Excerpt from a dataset
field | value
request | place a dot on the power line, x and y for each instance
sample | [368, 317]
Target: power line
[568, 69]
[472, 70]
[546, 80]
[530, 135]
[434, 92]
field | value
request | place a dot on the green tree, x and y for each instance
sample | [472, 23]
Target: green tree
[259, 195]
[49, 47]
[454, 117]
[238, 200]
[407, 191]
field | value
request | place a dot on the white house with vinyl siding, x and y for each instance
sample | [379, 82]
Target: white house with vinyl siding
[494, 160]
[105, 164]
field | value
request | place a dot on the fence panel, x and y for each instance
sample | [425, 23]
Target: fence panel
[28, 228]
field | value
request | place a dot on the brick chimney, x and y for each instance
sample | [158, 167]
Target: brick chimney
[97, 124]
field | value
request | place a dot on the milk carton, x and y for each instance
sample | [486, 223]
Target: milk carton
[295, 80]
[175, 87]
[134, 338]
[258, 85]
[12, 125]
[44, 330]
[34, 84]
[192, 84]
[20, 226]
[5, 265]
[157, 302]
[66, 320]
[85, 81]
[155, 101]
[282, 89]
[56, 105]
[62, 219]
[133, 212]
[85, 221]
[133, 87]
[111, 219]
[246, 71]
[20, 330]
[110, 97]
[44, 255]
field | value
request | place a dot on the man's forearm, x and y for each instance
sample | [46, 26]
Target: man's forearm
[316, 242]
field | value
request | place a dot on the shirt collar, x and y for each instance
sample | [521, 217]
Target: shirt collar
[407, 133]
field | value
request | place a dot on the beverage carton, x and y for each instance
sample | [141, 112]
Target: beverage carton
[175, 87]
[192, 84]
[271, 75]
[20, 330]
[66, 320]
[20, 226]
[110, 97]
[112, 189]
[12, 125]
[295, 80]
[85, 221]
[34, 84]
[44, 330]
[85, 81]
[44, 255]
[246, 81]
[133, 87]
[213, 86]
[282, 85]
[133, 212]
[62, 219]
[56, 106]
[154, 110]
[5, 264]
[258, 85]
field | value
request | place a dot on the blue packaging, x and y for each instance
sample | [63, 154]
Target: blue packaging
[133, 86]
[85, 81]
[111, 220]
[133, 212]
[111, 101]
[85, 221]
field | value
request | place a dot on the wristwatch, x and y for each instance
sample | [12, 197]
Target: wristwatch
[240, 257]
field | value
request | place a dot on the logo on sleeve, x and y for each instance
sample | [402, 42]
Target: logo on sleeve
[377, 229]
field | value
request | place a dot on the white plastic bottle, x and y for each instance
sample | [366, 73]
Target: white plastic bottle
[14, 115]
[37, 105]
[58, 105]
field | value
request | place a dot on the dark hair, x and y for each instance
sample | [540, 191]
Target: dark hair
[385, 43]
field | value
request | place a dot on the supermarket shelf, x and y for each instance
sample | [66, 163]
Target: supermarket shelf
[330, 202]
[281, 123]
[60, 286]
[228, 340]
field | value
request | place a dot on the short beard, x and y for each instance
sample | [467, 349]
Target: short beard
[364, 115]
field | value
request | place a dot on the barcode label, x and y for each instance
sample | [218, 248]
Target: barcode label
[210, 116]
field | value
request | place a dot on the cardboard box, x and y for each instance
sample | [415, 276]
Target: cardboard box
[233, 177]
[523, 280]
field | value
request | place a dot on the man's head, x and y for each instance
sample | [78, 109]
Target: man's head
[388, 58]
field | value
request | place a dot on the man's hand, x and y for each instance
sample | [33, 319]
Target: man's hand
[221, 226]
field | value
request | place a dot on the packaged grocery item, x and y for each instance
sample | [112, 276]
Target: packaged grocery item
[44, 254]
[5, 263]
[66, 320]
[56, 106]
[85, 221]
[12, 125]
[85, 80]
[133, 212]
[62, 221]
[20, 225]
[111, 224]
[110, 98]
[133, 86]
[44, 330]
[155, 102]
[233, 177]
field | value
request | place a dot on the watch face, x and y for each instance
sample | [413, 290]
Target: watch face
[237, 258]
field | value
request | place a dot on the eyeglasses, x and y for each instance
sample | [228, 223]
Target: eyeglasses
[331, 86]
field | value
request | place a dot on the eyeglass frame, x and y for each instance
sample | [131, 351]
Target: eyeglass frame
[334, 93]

» Written problem
From the first line to the last, retype the data exactly.

» Final answer
field | value
request | place a dot on the power line, x and y for each instance
sample | [368, 317]
Target: power line
[568, 69]
[472, 70]
[546, 80]
[530, 135]
[434, 92]
field | value
request | place a dot on the green tree, x and y for each instance
sample | [472, 23]
Target: green tree
[259, 195]
[49, 47]
[454, 117]
[238, 200]
[407, 191]
field | value
request | place a dot on the white house with vinyl siding, x and y for each instance
sample | [379, 82]
Target: white house with vinyl siding
[494, 160]
[105, 164]
field | value
request | place a dot on the fence panel, x and y for each instance
sample | [425, 23]
Target: fence panel
[28, 228]
field | value
request | place a dot on the brick chimney, x and y for each instance
sample | [158, 167]
Target: brick chimney
[97, 124]
field | value
request | place a dot on the milk carton, x and y for each instance
sample | [486, 223]
Target: milk carton
[295, 80]
[175, 87]
[134, 338]
[258, 85]
[12, 125]
[44, 330]
[34, 84]
[192, 84]
[20, 226]
[5, 265]
[157, 302]
[66, 320]
[85, 81]
[155, 101]
[282, 89]
[56, 105]
[62, 219]
[133, 212]
[85, 221]
[133, 87]
[111, 219]
[246, 71]
[20, 330]
[110, 97]
[44, 255]
field | value
request | place a dot on the man's forearm, x and y for each instance
sample | [46, 26]
Target: man's forearm
[316, 242]
field | value
request | place a dot on the shirt collar, x and y for each instance
sample | [521, 217]
Target: shirt collar
[407, 133]
field | value
request | place a dot on the beverage carton, x and y for each instance
sample | [141, 112]
Target: beverage carton
[175, 87]
[192, 84]
[271, 75]
[20, 330]
[66, 320]
[20, 226]
[110, 97]
[112, 189]
[12, 125]
[295, 80]
[85, 221]
[34, 84]
[44, 330]
[85, 81]
[44, 255]
[246, 81]
[133, 87]
[213, 86]
[282, 85]
[133, 212]
[62, 219]
[56, 106]
[154, 110]
[5, 264]
[258, 85]
field | value
request | place a dot on the blue packaging, x and y for each instance
sample | [63, 154]
Target: blue packaging
[133, 86]
[85, 81]
[111, 220]
[133, 212]
[111, 101]
[85, 221]
field | value
request | place a dot on the wristwatch, x and y for each instance
sample | [12, 197]
Target: wristwatch
[240, 257]
field | value
request | place a dot on the logo on sleeve, x and y for each instance
sample | [402, 42]
Target: logo on sleeve
[377, 229]
field | value
request | place a dot on the white plastic bottle, x and y for each instance
sample | [366, 73]
Target: white plastic bottle
[14, 115]
[37, 105]
[58, 105]
field | value
request | place a dot on the dark hair, x and y for each instance
sample | [540, 191]
Target: dark hair
[385, 43]
field | value
request | place a dot on the supermarket shelf, x and y for each instance
sample | [66, 163]
Target: supermarket shelf
[330, 202]
[281, 123]
[60, 286]
[228, 340]
field | value
request | place a dot on the short beard, x and y for each instance
sample | [467, 349]
Target: short beard
[364, 115]
field | value
request | place a dot on the barcode label, x and y for each instance
sample | [218, 248]
Target: barcode label
[210, 116]
field | value
request | place a dot on the cardboard box, x and y for each instance
sample | [415, 276]
Target: cardboard box
[233, 177]
[523, 280]
field | value
request | place a dot on the man's head, x and y for each instance
sample | [78, 109]
Target: man's head
[388, 58]
field | value
request | place a dot on the man's hand, x and y for each instance
sample | [33, 319]
Target: man's hand
[221, 226]
field | value
request | place a dot on the packaged grocery item, x and y for each instance
sample | [112, 276]
Target: packaged grocery item
[44, 254]
[5, 263]
[66, 320]
[56, 106]
[85, 221]
[12, 125]
[85, 80]
[133, 212]
[62, 221]
[20, 225]
[111, 224]
[110, 98]
[133, 86]
[44, 330]
[155, 102]
[233, 177]
field | value
request | place a dot on the watch face, x and y for each instance
sample | [413, 290]
Target: watch face
[237, 258]
field | value
request | place a dot on the eyeglasses, x and y for each instance
sample | [228, 223]
Target: eyeglasses
[331, 86]
field | value
request | place a dot on the eyeglass frame, x and y for each instance
sample | [131, 351]
Target: eyeglass frame
[334, 93]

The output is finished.